**Travail demandé:**
a: Veuillez recopier fidèlement le passage de l'extrait sur l'engagement des jeunes en commençant par « Ces engagements sont » et en terminant par « et les entreprises. ».
b: Poursuivez l'extrait sur l'engagement des jeunes à partir de l'endroit où il s'arrête.

Les réseaux sociaux fonctionnent pourtant sur l’idée de communautés, donc de collectifs…

Je ne crois pas du tout que les réseaux sociaux soient collectifs. Tout en eux invite à se raconter à la première personne. Même s’ils permettent de s’engager dans un projet collectif, les jeunes diront toujours « je » m’engage et le mettront en scène à travers un storytelling individuel.

Qu’en est-il de leur engagement politique ?

Leur participation à la politique telle que nous l’entendions est extrêmement faible. Deux chiffres: en 1968, 40% des 18-30 ans pensaient que la politique pouvait contribuer au progrès de l’Humanité; ils sont 10% aujourd’hui. De même, 81% d’entre eux considèrent que le personnel politique est malhonnête! Par ce terme, ils ne l’accusent pas d’avoir commis des actes répréhensibles, mais de ne pas être sincère dans son engagement. Ils exigent de l’individu lui-même qu’il soit exemplaire. Les jeunes accordent peu de légitimité aux organisations politiques, ils ont ce réflexe de personnalisation: «Qui mieux que moi peut parler en mon nom?

Quid de leurs luttes pour le climat ou contre les injustices?

Ces engagements sont incontournables. Un jeune sur cinq se dit prêt à risquer sa vie pour protéger la planète! Seulement, les espaces de mobilisation ne sont plus la famille, comme dans les années 1960, ni (du tout) la politique, mais les réseaux sociaux, l’espace médiatique et les entreprises.

Les entreprises ?

**Données fournies:**
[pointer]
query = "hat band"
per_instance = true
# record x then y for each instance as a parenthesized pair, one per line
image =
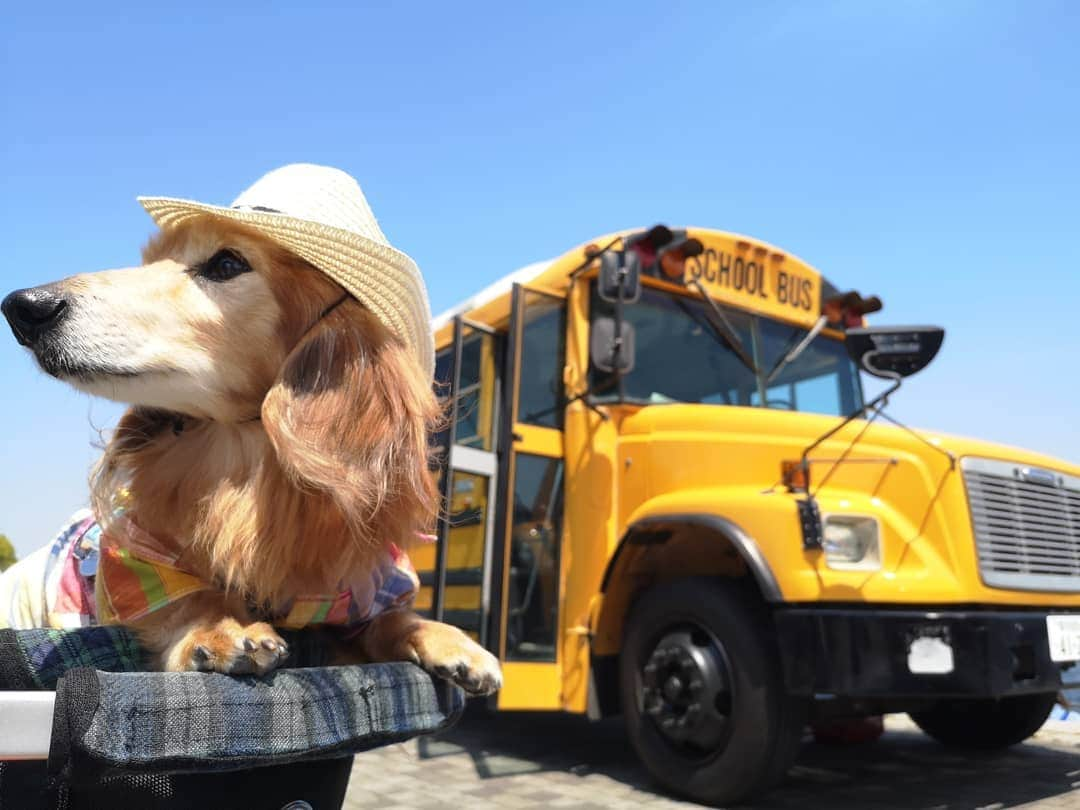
(261, 208)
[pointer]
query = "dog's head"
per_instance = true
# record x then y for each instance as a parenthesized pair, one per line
(220, 323)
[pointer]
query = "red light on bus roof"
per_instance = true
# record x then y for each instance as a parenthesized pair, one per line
(847, 310)
(673, 258)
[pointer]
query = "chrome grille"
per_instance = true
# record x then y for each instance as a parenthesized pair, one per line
(1027, 525)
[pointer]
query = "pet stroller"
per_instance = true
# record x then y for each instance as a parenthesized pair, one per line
(82, 726)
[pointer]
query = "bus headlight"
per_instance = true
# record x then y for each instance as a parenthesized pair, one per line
(851, 541)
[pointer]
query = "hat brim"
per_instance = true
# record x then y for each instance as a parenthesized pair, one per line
(381, 278)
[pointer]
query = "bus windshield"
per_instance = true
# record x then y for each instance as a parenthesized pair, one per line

**Corrigé des exercices:**
a:
Ces engagements sont incontournables. Un jeune sur cinq se dit prêt à risquer sa vie pour protéger la planète! Seulement, les espaces de mobilisation ne sont plus la famille, comme dans les années 1960, ni (du tout) la politique, mais les réseaux sociaux, l’espace médiatique et les entreprises.

b:
Au contraire du politique, ils voient les entreprises comme capables d’apporter des solutions aux problèmes du monde si elles le décident. En ce sens, nous avons affaire à une génération pro-business et très pragmatique. Ce phénomène souligne une autre tendance: la quête d’une corrélation entre vie privée et vie professionnelle. Le travail est vu comme le lieu de la réalisation de soi, de ses engagements. L’immersion de l’intimité au sein de l’entreprise est omniprésente; il n’y a plus « un temps pour tout» mais, de fait, tout en même temps. Flexibilité, nomadisme… Tous ces phénomènes poussent à la réconciliation des temps de vie.

Quel type de managers seront-ils ?

Autoritaires ? Bienveillants ? Bonne question… Je serais curieux de le savoir 

 

La Fracture, Stewart Chau et Frédéric Dabi, Les Arènes, 2021

S’appuyant sur cinq grandes enquêtes d’opinion menées par l’Ifop entre 1950 et aujourd’hui, La Fracture analyse l’évolution des aspirations, combats et idéaux des 18-30 ans. Elle dessine le portrait d’une génération Z à la fois tolérante et intransigeante, bien plus complexe qu’elle ne paraît.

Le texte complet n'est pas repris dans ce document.